- **EXERCISE BRIEF**: Beginning with the line that contains "Where can you see the person's", transcribe every line through the end of the entries exactly as written, and reproduce nothing else.

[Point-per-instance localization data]
---
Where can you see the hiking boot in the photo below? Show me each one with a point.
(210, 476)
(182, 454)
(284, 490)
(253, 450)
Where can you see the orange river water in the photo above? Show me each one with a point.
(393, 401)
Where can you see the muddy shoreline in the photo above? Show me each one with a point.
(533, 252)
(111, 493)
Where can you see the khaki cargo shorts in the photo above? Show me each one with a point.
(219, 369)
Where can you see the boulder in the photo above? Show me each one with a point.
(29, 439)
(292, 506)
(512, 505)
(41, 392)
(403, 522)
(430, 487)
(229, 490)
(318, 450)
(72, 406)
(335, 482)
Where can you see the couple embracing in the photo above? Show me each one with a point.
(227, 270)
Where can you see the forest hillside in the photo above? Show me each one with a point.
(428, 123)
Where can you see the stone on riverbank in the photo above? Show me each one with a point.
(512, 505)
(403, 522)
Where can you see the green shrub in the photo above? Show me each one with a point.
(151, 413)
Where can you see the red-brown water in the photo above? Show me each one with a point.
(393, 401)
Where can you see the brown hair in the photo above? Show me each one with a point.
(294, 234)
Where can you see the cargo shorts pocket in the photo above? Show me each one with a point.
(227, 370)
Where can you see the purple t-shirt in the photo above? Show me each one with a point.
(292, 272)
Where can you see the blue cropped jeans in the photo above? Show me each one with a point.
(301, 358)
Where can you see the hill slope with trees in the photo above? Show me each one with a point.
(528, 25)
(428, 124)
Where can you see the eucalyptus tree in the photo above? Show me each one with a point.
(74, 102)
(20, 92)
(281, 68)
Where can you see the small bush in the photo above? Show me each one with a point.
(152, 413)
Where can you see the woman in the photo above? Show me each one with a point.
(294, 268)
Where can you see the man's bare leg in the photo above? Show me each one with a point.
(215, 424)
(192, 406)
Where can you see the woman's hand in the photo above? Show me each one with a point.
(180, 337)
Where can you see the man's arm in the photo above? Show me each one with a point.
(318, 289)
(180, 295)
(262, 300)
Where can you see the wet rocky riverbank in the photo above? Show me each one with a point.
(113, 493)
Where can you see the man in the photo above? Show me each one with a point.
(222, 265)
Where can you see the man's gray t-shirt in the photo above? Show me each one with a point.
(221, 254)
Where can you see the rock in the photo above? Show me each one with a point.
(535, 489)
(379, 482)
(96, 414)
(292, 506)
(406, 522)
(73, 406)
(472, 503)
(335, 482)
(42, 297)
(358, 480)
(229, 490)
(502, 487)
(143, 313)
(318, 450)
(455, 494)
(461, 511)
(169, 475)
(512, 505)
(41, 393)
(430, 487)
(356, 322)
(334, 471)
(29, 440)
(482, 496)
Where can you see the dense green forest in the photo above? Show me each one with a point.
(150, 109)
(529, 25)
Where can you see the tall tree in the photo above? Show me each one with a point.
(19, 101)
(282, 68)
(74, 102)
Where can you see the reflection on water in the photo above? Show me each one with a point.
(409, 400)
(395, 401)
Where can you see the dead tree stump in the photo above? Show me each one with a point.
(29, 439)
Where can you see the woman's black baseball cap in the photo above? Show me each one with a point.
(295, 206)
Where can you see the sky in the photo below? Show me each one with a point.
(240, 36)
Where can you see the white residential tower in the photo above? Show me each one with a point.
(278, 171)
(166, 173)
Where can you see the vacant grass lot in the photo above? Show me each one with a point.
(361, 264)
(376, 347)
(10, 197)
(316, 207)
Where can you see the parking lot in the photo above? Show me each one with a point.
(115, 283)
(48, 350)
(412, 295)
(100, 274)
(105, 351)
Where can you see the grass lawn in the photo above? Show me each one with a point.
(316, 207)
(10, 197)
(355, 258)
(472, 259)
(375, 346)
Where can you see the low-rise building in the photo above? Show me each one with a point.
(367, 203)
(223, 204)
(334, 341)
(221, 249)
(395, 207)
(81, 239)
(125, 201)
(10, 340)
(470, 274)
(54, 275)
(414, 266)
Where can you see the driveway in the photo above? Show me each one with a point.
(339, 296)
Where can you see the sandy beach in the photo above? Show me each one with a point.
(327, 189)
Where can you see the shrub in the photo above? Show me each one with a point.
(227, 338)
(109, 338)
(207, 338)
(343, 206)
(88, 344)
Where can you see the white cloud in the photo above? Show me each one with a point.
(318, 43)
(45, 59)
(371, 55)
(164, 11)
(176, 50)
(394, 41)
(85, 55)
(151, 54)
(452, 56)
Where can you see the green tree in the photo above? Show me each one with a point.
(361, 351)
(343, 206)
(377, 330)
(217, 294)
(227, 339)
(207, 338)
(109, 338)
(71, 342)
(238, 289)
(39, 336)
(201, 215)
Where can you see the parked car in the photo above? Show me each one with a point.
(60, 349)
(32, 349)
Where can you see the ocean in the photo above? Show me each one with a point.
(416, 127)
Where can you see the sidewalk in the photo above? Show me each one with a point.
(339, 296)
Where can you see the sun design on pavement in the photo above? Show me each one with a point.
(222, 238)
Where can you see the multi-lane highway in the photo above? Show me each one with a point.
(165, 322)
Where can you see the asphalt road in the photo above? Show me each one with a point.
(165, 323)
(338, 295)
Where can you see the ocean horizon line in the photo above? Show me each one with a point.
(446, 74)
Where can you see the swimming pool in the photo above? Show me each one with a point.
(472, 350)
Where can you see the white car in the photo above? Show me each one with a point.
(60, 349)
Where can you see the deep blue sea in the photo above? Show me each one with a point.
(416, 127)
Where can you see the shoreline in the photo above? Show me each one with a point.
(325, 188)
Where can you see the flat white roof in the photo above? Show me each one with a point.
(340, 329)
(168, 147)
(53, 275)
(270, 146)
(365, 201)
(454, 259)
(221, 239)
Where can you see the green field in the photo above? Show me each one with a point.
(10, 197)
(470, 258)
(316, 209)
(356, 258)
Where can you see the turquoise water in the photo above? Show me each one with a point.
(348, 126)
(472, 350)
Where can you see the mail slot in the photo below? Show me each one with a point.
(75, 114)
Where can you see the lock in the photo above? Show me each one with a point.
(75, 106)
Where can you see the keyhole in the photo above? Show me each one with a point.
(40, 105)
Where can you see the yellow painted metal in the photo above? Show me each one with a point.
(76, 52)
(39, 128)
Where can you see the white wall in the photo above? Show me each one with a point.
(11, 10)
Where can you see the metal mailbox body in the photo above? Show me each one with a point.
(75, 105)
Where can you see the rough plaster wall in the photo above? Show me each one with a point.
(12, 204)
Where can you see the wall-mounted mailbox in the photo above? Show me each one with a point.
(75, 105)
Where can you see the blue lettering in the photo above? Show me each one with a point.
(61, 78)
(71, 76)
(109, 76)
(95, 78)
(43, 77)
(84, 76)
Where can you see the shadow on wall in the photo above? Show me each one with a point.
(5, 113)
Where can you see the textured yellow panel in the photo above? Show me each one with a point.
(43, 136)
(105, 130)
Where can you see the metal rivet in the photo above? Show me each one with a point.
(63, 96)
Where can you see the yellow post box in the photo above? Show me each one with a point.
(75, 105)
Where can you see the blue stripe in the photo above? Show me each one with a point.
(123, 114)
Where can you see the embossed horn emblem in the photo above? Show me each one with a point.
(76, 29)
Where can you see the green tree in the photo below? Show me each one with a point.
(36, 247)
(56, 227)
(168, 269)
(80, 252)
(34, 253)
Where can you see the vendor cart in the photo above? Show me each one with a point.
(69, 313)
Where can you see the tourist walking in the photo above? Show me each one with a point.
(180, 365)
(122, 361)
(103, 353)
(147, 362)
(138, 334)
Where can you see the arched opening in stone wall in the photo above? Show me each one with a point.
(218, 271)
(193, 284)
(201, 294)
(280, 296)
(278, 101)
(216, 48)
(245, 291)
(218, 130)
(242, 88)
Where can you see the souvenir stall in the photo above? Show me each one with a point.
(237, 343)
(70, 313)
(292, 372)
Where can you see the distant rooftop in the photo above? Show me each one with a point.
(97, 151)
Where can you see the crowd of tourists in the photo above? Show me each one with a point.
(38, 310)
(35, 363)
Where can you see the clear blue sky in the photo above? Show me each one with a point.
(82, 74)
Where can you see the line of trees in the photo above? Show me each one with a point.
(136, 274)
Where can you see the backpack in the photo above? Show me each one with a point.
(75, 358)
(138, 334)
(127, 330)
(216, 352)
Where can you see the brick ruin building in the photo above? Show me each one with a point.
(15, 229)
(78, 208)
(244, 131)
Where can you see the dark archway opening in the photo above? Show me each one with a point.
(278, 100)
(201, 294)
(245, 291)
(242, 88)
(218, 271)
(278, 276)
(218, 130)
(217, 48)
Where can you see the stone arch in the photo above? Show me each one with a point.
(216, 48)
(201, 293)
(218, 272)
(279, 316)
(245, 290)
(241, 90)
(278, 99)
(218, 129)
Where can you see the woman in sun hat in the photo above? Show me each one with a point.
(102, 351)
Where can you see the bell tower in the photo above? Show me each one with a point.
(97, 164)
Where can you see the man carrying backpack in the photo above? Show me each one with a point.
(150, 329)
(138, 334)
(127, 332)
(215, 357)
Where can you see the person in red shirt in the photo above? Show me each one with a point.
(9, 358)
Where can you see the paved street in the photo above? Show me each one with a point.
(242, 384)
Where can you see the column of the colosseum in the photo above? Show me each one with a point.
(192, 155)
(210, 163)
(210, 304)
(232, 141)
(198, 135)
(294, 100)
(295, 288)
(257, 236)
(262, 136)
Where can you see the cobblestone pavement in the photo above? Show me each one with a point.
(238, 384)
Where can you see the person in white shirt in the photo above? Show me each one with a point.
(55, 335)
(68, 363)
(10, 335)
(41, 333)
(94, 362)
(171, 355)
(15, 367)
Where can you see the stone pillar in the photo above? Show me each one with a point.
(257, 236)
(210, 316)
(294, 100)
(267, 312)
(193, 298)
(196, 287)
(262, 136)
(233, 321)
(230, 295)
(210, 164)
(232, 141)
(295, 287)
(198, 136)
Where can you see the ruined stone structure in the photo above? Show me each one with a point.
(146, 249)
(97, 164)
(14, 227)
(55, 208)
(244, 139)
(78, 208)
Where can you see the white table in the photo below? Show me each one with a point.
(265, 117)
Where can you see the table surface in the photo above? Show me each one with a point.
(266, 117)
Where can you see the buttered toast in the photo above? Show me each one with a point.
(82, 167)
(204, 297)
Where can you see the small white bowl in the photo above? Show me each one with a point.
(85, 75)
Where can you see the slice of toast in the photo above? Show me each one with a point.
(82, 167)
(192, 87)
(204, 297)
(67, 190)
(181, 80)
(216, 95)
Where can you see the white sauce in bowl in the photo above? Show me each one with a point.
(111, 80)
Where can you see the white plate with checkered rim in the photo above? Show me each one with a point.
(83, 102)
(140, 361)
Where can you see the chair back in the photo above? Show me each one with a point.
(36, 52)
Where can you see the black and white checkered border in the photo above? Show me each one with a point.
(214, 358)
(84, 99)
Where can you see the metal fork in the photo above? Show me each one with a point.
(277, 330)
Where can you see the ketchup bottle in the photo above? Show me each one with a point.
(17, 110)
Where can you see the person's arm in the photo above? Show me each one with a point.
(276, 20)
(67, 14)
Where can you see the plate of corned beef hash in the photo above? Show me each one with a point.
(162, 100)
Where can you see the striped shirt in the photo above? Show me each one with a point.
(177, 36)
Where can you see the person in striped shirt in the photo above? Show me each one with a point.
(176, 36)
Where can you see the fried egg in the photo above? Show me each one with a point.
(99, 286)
---
- **TASK RESPONSE**:
Where can you see the person's arm in the photo above? Show me each one with a point.
(276, 20)
(67, 14)
Where can you see the plate of corned beef hash in the photo above? Show me each one with a point.
(162, 100)
Where can you see the striped shirt in the photo above? Show me each one with a point.
(177, 36)
Where can you see the person in striped shirt in the photo above? Show me each one with a point.
(176, 36)
Where can you see the fried egg in the photo above? Show me each one with a point.
(99, 286)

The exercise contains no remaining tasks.